Records for the exercise:
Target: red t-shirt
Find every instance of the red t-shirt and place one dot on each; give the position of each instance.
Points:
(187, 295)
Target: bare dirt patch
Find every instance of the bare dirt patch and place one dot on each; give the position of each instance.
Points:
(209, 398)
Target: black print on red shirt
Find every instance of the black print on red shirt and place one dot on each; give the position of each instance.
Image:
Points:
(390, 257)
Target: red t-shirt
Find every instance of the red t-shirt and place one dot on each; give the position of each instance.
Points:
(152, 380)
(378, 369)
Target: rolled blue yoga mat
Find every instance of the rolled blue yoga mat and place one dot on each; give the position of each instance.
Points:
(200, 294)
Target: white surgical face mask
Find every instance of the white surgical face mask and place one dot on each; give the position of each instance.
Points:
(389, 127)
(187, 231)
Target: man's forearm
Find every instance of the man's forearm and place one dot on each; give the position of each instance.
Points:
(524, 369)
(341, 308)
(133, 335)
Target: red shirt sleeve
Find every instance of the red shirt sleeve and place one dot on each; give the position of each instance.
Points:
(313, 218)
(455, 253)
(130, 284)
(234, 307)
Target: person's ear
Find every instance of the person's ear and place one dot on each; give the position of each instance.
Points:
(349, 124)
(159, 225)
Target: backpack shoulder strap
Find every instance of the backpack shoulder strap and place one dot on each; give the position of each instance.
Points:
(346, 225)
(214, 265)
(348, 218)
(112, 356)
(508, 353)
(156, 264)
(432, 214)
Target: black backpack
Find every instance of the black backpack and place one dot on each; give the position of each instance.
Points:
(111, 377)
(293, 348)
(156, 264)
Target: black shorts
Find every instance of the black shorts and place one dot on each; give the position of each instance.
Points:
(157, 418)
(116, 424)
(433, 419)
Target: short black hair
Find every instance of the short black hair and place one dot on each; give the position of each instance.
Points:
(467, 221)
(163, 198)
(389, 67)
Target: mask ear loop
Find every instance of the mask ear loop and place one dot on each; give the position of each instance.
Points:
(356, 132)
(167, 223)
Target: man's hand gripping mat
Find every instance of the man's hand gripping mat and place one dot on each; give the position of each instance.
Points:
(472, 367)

What you have to do: Transcribe the data. Leave every line exactly as it is.

Result:
Target: red t-shirt
Find every instance of the red t-shirt and place one dot on each; give the position of each instance.
Points:
(187, 295)
Target: bare dirt patch
Find every instance of the bare dirt patch and place one dot on each; give the position of each instance.
Points:
(209, 398)
Target: black print on red shirt
Find every instance of the black print on red shirt and place one dot on each; give the position of each instance.
Image:
Points:
(390, 257)
Target: red t-shirt
Find every instance of the red t-shirt and place one dot on each; give the position of each instance.
Points:
(152, 380)
(378, 369)
Target: rolled blue yoga mat
Find every instance of the rolled blue yoga mat and place one dot on each; give the position of each instance.
Points:
(200, 294)
Target: white surgical face mask
Find every instance of the white surgical face mask and place one dot on each; give the position of each instance.
Points:
(389, 127)
(187, 231)
Target: man's forearm
Find every instance of the man's forearm and place one dot on each; give the position of each instance.
Points:
(524, 369)
(341, 308)
(133, 335)
Target: red shirt sleeve
Find every instance of the red shirt sleeve and place one dot on each; give the position of each instance.
Points:
(313, 218)
(455, 253)
(130, 284)
(234, 307)
Target: person's ear
Find every instance of the person's ear and place one dot on each; give the position of each instance.
Points:
(349, 124)
(159, 225)
Target: backpack shoulder strap
Find every instance of the backpack shoulder strap and place one dot on each; give the position of each instance.
Points:
(346, 225)
(214, 265)
(348, 218)
(112, 356)
(508, 353)
(156, 264)
(432, 214)
Target: black backpack
Find every instance of the black backpack and place one dot on each; give the position of each instance.
Points:
(111, 377)
(293, 348)
(156, 264)
Target: black shorts
Find every instance of the black shorts and place one dot on each; give the position of each instance.
Points:
(157, 418)
(116, 424)
(433, 419)
Target: short black hair
Find every instance of the short black hair and place one dot on each; give the position of each instance.
Points:
(467, 221)
(163, 198)
(389, 67)
Target: mask ear loop
Find every instance of the mask ear loop and place one dot on each; give the position of each instance.
Points:
(356, 132)
(167, 223)
Target: man's hand gripping mat
Find every instance of the man's hand gripping mat and place one dot on each; give the position of each instance.
Points:
(472, 367)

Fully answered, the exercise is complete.